▶ _PASSAGE SHOWN_

Despite the emotional challenges, there is a benefit to being enigmatic. I can shape shift depending on my surroundings. I’ve been invited on numerous occasions to a smattering of cultural events. Because of my mysterious element and the way people treat me, I often can relate to other races even without being part of them like each morning when the Eritrean security guard working at my local coffee shop comes over for a chat about kids or life while I sip my coffee. And while I can’t say for certain, I believe I’ve filled incorrect demographic quotas for positions through my career.
But as much as I am the beneficiary of people across races relating to me, I’m equally the target of multi-racial discrimination. I always find it odd to experience prejudice against me for something I’m not. While waitressing overseas in a predominantly white country, I overheard a regular customer say to the host, “Please make sure the black waitress comes to my table.” I weave through the bustling restaurant wondering why I haven’t seen the new black waitress considering the small staff. Just as I’m about to enter the kitchen to collect a round of entrees, which rarely cost less than $50 a plate, the host pulls me aside.
“MK, I’m so sorry but Mrs. Henderson wants you to serve her table.”
My mouth drops as I realize, this regular patron is calling me the black waitress. She didn’t even bother learning my name. With an American accent and dark skin, this was enough evidence for her to label me as an African American.
Another time, dressed in a suit with my hair tied back for an interview in liberal San Francisco, a senior staff member joked about knowing where terrorists come from and then mentioned that they do background checks. Half the time when these things happen, I don’t even know what to be offended by.

▶ _EXERCISE DATA_
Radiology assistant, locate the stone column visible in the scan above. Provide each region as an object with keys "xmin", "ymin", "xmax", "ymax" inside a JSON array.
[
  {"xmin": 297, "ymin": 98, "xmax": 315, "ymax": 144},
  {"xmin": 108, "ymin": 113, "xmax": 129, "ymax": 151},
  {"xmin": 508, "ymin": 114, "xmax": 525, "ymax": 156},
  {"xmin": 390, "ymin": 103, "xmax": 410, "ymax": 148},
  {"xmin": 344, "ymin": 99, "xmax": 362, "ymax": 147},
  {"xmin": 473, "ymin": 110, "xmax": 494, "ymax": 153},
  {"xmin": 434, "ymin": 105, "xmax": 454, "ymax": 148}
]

▶ _TASK GOAL_
Extend the passage about being mistaken for different races, starting after its final sentence. The entries have nothing to do with the passage.

▶ _ANSWER FOR THIS EXERCISE_
But again, no conclusive data will change anything about my interactions with the world and the world’s interaction with me. So the only thing that piece of paper will give me is the ability to confidently check the correct ethnicity box. Or perhaps two.
Standing in front of my bathroom sink at the end of the day, I splash my face with water and watch the dissolved make-up swirl down the drain. I compare the narrowness of my dark-complexioned face with those of the Ethiopians, who’ve addressed me in their language, and I understand their mistake. The light bounces off my hair allowing me to glimpse reddish brown hues in my otherwise black hair. Where or who did I inherit that from? Without the layer of make-up, I notice my skin’s undertones and realize despite my mask of make-up, I can’t control the way people see me. And while that will never change, accepting that my ambiguous history will make me forever enigmatic, will perhaps give me the solace I need.
MK Menon is a transracial international adoptee, who went back to her birth country to search for her biological family. She hopes to release her memoir in the next year about this journey. She is also a staff storyteller for adoption.com, research scientist, wife and mother to a spirited toddler.